## start Source

Substitute and solve for the final angular speed \omega_{f} :

\begin{aligned}\mathbf{ (2) }  \quad \left(2.25 \mathrm{~kg} \cdot \mathrm{m}^{2}\right)(4.99 \mathrm{rad} / \mathrm{s}) &=\left(1.80 \mathrm{~kg} \cdot \mathrm{m}^{2}\right) \omega_{f} \\\omega_{f} &=6.24  \mathrm{rad} / \mathrm{s}\end{aligned}

(c) Find the work the student does on the system.

## end Source
## start Supplied entries

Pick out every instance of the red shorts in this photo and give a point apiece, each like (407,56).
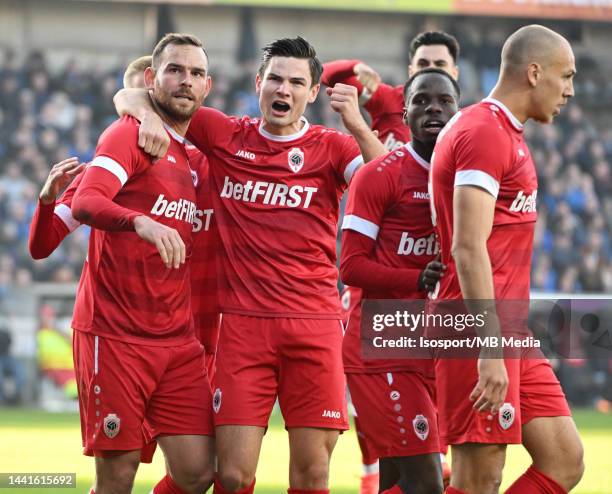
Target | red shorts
(129,394)
(533,391)
(396,412)
(298,360)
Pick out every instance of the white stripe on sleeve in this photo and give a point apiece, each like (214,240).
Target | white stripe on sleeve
(479,179)
(65,214)
(352,168)
(112,166)
(365,227)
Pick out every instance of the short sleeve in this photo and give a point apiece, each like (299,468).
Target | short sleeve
(483,154)
(208,127)
(118,151)
(346,156)
(370,194)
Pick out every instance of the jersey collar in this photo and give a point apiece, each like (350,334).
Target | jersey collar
(513,120)
(416,156)
(291,137)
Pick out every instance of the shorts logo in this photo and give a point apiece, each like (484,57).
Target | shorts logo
(296,159)
(217,400)
(421,427)
(112,425)
(506,416)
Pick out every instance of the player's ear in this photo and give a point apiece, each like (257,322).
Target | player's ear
(534,74)
(149,77)
(314,91)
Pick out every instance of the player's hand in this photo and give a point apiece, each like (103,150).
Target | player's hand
(344,100)
(490,391)
(60,176)
(367,76)
(152,136)
(431,275)
(169,243)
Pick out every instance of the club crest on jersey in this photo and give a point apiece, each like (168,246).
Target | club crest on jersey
(217,400)
(296,159)
(506,416)
(421,427)
(112,425)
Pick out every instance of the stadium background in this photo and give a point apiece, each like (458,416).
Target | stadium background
(62,60)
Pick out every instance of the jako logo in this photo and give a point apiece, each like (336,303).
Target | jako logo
(182,209)
(273,193)
(417,246)
(523,203)
(241,153)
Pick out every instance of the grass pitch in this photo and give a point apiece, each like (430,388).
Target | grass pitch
(34,441)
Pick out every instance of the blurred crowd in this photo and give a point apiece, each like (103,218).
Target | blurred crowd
(49,115)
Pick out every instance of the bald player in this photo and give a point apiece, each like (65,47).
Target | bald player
(483,188)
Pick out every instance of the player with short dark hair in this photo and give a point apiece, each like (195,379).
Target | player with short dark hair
(136,355)
(483,195)
(278,181)
(386,216)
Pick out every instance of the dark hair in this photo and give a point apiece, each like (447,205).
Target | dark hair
(175,39)
(295,48)
(429,38)
(432,71)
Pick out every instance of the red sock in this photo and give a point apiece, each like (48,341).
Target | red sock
(394,490)
(218,489)
(307,491)
(167,486)
(535,482)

## end Supplied entries

■ **Brief A**
Translate the sentence "(c) Find the work the student does on the system." from the physics solution into Spanish.
■ **Brief B**
Carry on the physics solution from the point where it stops.

■ **Answer A**
(c) Calcula el trabajo que el estudiante realiza sobre el sistema.

■ **Answer B**
Apply the work-energy theorem:

\begin{aligned}W_{\text {student }}=& \Delta K_{r}=\frac{1}{2} I_{f} \omega_{f}^{2}-\frac{1}{2} I_{i} \omega_{i}{ }^{2} \\=& \frac{1}{2}\left(1.80 \mathrm{~kg} \cdot \mathrm{m}^{2}\right)(6.24  \mathrm{rad} / \mathrm{s})^{2} \\& -\frac{1}{2}\left(2.25 \mathrm{~kg} \cdot \mathrm{m}^{2}\right)(4.99  \mathrm{rad} / \mathrm{s})^{2} \\W_{\text {student }}=& 7.03 \mathrm{~J}\end{aligned}

REMARKS Although the angular momentum of the system is conserved, mechanical energy is not conserved because the student does work on the system.